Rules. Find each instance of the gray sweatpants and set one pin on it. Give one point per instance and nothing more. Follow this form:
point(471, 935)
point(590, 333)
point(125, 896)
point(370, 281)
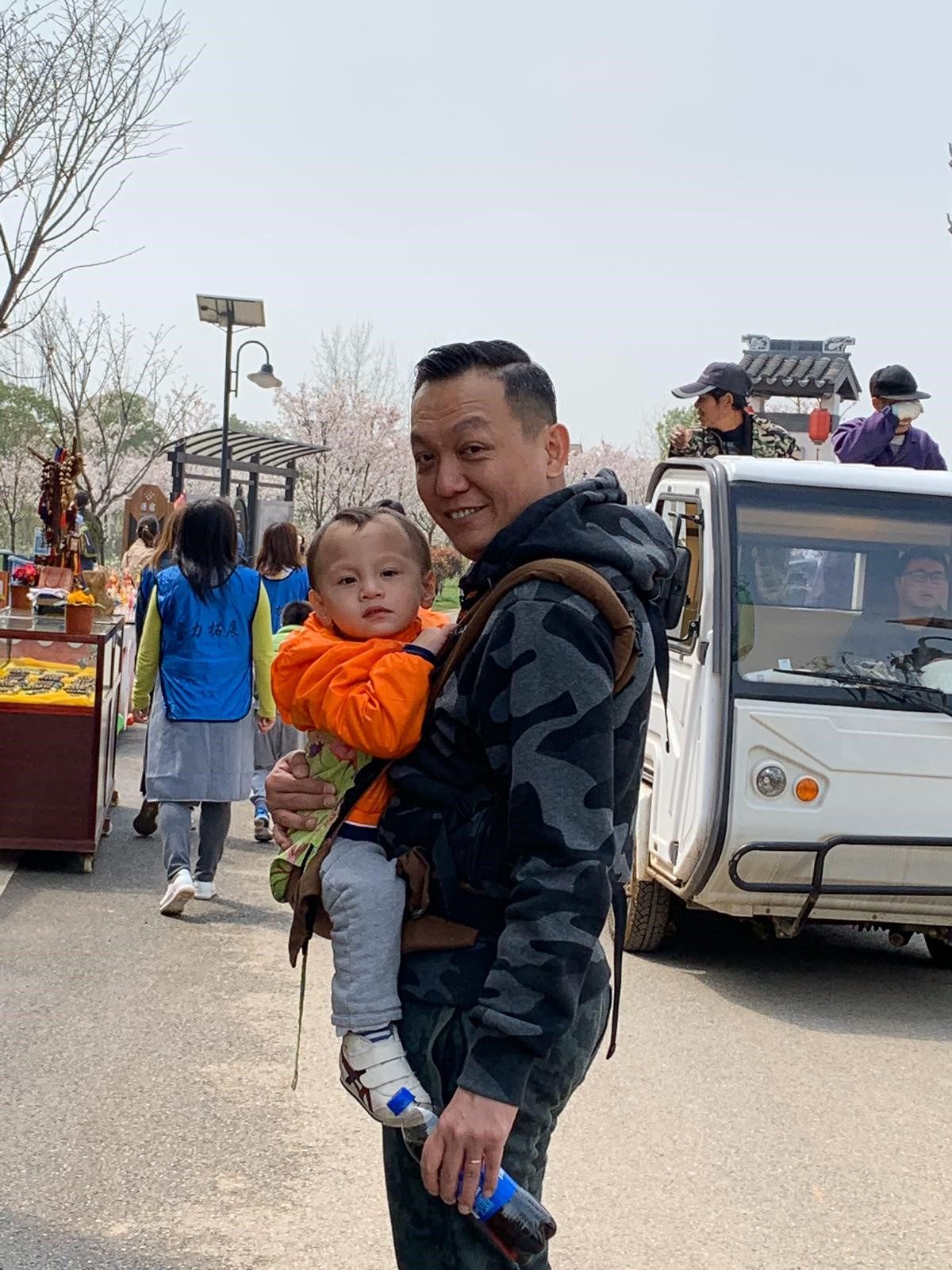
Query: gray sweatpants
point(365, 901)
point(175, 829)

#### YOUR GOAL:
Rewrite all the rows, replacing each occurrence of "gray sweatpants" with "black jeans" and keeping everything else unchanged. Omit the pictures from your version.

#### EXERCISE RESULT:
Rules. Find each instance of the black jeans and set one pin on it. Give one point per instance and nothing more. Follow this form:
point(471, 935)
point(590, 333)
point(125, 896)
point(370, 281)
Query: black jeans
point(365, 901)
point(175, 829)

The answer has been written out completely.